# Work to be completed:
Show each line of the material below that contains the word "plastic", copied in full. Case counts.

# Data for this exercise:

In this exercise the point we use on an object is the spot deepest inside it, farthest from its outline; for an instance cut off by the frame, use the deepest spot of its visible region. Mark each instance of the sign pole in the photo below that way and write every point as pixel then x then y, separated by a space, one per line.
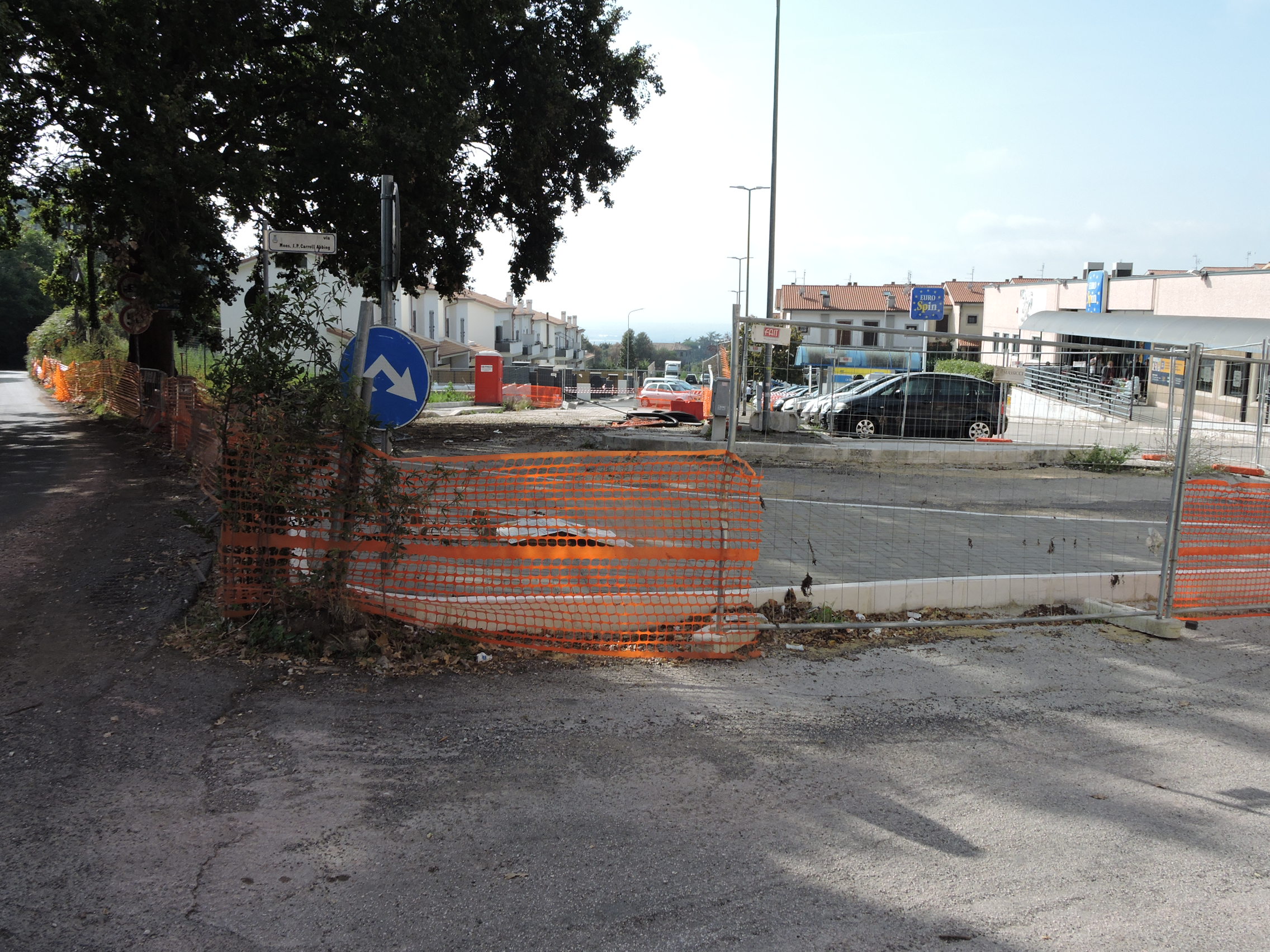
pixel 1262 398
pixel 264 260
pixel 386 277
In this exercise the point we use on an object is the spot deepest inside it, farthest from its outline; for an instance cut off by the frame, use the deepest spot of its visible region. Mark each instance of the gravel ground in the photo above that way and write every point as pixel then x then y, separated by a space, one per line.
pixel 1067 787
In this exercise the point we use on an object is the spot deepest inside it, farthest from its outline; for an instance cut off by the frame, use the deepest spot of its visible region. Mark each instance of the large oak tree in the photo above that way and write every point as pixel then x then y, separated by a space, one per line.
pixel 155 127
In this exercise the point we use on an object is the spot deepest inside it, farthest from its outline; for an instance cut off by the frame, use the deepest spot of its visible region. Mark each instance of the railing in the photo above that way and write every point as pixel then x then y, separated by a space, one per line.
pixel 1082 389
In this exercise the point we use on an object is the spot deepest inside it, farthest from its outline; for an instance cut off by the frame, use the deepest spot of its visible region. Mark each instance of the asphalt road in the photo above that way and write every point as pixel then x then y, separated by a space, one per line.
pixel 1044 789
pixel 923 522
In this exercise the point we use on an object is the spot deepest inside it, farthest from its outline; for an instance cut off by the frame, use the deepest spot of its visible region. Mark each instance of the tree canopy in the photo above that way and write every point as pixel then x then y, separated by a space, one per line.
pixel 153 128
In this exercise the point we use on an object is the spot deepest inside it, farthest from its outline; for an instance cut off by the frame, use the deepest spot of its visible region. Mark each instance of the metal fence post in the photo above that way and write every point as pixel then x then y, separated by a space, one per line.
pixel 1169 564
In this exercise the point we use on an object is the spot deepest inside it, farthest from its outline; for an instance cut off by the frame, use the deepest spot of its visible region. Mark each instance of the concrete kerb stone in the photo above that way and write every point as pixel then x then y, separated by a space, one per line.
pixel 855 451
pixel 979 592
pixel 1147 625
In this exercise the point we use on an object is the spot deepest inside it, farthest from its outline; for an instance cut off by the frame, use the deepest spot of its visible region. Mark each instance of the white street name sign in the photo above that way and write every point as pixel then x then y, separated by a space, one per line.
pixel 310 243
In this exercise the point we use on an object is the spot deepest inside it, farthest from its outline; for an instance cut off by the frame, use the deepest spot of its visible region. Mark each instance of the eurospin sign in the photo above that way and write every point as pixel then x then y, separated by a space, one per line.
pixel 1096 292
pixel 926 305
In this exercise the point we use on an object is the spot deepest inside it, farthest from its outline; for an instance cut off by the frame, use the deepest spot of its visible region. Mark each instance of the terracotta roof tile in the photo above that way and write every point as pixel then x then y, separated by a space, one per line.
pixel 482 299
pixel 964 291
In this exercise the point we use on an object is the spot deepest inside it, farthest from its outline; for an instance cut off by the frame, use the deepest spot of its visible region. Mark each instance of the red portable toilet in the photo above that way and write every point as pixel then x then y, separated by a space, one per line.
pixel 489 379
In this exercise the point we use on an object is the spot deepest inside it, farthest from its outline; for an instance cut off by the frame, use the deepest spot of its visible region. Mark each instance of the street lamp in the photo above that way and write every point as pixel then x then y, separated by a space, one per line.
pixel 629 337
pixel 750 216
pixel 741 333
pixel 738 259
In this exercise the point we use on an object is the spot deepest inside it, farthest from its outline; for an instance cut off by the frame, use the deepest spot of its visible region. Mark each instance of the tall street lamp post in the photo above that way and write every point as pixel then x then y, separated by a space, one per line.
pixel 741 332
pixel 771 217
pixel 629 342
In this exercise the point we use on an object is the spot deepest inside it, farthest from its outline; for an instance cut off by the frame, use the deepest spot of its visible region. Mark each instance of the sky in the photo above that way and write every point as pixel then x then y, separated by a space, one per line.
pixel 941 139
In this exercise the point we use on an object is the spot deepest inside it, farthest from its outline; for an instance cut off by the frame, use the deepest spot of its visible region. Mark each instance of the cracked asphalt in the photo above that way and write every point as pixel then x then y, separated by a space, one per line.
pixel 1042 789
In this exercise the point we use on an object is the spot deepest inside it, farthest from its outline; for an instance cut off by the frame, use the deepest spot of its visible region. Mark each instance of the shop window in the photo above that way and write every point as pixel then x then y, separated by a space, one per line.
pixel 1238 380
pixel 1204 383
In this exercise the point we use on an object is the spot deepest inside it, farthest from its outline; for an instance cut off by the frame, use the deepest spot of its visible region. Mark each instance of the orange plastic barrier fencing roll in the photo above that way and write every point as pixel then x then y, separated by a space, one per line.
pixel 1224 553
pixel 184 416
pixel 646 554
pixel 542 398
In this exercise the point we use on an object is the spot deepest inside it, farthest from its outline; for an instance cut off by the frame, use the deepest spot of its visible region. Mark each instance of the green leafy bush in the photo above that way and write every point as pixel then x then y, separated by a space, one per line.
pixel 1099 459
pixel 969 367
pixel 449 395
pixel 58 335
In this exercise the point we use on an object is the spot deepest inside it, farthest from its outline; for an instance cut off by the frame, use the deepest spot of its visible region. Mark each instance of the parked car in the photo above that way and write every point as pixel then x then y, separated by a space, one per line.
pixel 780 398
pixel 865 384
pixel 658 393
pixel 814 408
pixel 936 405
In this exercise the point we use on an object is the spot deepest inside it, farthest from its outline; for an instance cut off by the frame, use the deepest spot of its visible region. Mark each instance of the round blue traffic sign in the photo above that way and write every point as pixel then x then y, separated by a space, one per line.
pixel 400 372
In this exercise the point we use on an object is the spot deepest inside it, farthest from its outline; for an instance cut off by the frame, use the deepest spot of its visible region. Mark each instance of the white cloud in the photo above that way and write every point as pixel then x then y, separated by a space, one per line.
pixel 984 222
pixel 986 160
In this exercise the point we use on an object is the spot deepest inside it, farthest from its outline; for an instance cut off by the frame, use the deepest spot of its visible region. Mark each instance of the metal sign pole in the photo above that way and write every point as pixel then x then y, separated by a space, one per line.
pixel 386 276
pixel 1263 379
pixel 264 260
pixel 1169 565
pixel 1173 376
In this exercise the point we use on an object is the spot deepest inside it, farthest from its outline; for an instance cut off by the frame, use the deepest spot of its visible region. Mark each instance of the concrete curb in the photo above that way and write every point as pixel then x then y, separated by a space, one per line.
pixel 1147 625
pixel 854 451
pixel 977 592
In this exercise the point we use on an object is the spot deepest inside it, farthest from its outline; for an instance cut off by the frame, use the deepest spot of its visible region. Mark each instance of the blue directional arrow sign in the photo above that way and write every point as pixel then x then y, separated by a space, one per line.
pixel 400 374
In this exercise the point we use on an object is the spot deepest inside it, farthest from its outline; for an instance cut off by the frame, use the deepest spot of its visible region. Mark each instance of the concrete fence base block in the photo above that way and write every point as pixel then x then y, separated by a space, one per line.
pixel 1147 625
pixel 970 592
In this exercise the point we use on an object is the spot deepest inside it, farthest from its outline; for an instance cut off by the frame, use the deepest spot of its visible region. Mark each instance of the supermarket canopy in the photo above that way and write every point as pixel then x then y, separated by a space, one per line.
pixel 1213 333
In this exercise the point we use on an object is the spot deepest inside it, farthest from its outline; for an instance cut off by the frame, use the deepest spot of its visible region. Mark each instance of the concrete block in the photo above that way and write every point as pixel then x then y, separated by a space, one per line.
pixel 778 422
pixel 1146 623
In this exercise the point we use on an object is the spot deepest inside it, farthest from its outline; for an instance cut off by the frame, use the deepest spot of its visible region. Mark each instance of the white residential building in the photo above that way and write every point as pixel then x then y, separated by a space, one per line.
pixel 450 330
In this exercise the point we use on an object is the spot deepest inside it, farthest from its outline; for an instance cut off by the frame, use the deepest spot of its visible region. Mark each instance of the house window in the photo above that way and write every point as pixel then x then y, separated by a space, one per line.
pixel 1238 380
pixel 1204 383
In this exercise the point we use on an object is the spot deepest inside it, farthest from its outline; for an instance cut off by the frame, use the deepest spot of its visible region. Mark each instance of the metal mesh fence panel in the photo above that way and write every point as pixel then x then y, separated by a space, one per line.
pixel 1025 474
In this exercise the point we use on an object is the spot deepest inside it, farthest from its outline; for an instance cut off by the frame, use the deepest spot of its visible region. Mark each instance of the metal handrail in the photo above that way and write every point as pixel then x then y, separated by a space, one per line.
pixel 1081 389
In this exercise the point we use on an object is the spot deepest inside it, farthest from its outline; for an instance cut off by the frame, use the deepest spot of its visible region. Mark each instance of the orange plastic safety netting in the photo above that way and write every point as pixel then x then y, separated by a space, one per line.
pixel 1224 554
pixel 634 554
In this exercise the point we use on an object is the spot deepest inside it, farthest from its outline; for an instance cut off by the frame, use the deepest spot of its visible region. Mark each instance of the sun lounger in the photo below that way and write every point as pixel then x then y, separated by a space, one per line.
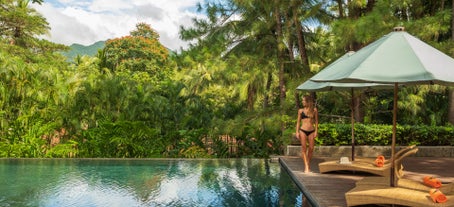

# Task output:
In this exercise the point we use on an object is the spot deepest inside it, farthest from its outline; for an instance cut off by the frame, use the deepest spot of its visible region. Mark each instance of the orange plastic barrier fencing roll in the photo above that way and write every point as pixel then x then y, separated by a space, one per line.
In this exercise the point we use on an object is the spot deepest inside it, farthest from its outline; for an instance cut off by the frame, use the deepest spot of its visible region. Mark each instance of the orange plastic safety netting in the photo above that way and write every point as pixel then x then y, separated by a space, one per line.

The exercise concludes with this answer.